▶ Goal of the exercise
In the listing, from the line containing "I would be grateful if you could tag the glossy" through the end of the listing, rename "Pins" to "Points", and reproduce those lines with nothing else altered.

▶ Dataset listing of object locations
— begin —
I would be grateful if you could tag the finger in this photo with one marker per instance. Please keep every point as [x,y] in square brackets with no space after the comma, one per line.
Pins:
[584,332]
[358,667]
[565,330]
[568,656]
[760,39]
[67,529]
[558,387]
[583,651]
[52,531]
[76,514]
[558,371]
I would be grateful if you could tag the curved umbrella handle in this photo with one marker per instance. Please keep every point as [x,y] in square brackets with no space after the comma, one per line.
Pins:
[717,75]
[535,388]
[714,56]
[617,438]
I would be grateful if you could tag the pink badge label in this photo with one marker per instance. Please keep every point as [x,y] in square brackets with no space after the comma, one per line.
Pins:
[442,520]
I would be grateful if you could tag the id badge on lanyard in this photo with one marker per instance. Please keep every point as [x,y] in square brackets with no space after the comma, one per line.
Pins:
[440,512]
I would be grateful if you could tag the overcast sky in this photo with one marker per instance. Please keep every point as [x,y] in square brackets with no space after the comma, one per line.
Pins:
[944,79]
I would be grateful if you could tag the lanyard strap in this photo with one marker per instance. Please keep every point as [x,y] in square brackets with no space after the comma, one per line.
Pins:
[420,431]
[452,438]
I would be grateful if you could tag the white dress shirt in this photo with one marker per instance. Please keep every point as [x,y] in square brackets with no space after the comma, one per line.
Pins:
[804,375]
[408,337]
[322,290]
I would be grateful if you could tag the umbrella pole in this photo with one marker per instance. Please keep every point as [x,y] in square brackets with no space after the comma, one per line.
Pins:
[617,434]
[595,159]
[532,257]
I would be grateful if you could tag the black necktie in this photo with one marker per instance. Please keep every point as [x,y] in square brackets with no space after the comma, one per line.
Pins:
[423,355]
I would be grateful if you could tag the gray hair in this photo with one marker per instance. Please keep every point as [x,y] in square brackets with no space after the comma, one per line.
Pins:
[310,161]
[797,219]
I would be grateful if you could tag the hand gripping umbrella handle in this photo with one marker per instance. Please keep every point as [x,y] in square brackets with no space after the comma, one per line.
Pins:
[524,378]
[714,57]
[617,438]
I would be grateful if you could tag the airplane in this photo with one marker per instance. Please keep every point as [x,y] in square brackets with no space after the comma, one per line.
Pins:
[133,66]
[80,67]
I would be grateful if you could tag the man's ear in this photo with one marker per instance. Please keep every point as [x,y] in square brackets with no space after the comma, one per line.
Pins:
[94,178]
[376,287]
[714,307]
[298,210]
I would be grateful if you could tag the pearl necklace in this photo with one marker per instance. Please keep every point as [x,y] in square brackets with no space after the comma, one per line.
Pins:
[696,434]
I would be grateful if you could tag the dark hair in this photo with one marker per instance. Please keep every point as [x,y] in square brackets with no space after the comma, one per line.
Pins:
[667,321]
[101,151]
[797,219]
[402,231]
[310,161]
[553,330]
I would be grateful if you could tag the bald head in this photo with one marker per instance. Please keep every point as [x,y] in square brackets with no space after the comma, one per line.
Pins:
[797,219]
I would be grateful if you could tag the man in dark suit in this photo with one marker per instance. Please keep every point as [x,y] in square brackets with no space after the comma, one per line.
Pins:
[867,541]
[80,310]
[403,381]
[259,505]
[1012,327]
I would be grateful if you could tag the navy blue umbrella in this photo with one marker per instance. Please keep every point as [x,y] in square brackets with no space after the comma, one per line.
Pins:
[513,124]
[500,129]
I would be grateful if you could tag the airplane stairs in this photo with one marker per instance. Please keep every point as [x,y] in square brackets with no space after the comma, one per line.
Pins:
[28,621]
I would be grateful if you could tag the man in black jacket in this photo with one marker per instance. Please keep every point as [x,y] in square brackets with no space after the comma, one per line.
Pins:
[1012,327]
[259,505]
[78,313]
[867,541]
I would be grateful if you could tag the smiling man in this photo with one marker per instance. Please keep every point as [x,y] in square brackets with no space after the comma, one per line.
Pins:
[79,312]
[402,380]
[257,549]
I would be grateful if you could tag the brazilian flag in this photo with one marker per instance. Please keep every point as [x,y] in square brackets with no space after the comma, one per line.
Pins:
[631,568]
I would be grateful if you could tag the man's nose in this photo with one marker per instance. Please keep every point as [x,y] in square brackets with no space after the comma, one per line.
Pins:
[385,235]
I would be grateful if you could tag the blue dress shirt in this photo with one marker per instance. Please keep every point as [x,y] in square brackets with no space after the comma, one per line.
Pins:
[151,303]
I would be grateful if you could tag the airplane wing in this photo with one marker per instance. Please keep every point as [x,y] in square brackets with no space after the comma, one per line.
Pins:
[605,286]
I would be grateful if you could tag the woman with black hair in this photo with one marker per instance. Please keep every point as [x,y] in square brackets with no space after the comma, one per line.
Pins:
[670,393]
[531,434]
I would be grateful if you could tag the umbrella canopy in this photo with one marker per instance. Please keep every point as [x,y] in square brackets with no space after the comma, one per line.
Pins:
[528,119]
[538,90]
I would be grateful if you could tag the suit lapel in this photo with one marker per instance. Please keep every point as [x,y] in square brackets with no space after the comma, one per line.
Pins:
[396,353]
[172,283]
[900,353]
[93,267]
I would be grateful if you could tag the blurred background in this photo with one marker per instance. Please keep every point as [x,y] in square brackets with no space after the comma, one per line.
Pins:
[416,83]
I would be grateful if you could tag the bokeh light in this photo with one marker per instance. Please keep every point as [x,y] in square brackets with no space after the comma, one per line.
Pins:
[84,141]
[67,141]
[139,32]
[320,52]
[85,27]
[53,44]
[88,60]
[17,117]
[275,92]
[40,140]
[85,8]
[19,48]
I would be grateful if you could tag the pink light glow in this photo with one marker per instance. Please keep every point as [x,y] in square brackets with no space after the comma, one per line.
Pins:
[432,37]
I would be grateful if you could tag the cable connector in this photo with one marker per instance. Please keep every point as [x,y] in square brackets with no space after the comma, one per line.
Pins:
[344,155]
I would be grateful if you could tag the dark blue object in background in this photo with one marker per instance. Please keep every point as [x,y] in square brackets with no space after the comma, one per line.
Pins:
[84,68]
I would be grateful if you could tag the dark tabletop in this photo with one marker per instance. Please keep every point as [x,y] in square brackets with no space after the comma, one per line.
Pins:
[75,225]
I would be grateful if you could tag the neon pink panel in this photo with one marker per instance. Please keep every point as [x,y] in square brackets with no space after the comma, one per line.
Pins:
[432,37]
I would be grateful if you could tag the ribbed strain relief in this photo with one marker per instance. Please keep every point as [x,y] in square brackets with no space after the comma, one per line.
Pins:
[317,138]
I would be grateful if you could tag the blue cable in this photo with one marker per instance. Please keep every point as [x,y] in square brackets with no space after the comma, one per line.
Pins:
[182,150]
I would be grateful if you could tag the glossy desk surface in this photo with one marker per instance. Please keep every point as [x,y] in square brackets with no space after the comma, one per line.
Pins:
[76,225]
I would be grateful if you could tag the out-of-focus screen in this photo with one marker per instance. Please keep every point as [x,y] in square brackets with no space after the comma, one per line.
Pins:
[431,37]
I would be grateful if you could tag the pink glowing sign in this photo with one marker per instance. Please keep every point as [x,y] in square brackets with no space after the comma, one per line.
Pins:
— end —
▶ Written reply
I would be grateful if you could tag the glossy desk surface in this photo with one marker per instance. Please keep every point as [x,y] in square brackets with no space after the comma, one per line.
Points:
[76,225]
I would be grateful if you could tag the out-of-focus screen in this photo with one marker per instance. Please keep every point as [x,y] in square brackets with no space after the comma, one per line.
Points:
[431,37]
I would be grateful if you could tag the pink glowing sign in this photo with one marker per instance. Please keep every point as [x,y] in square brackets with no space after the comma, one per line.
Points:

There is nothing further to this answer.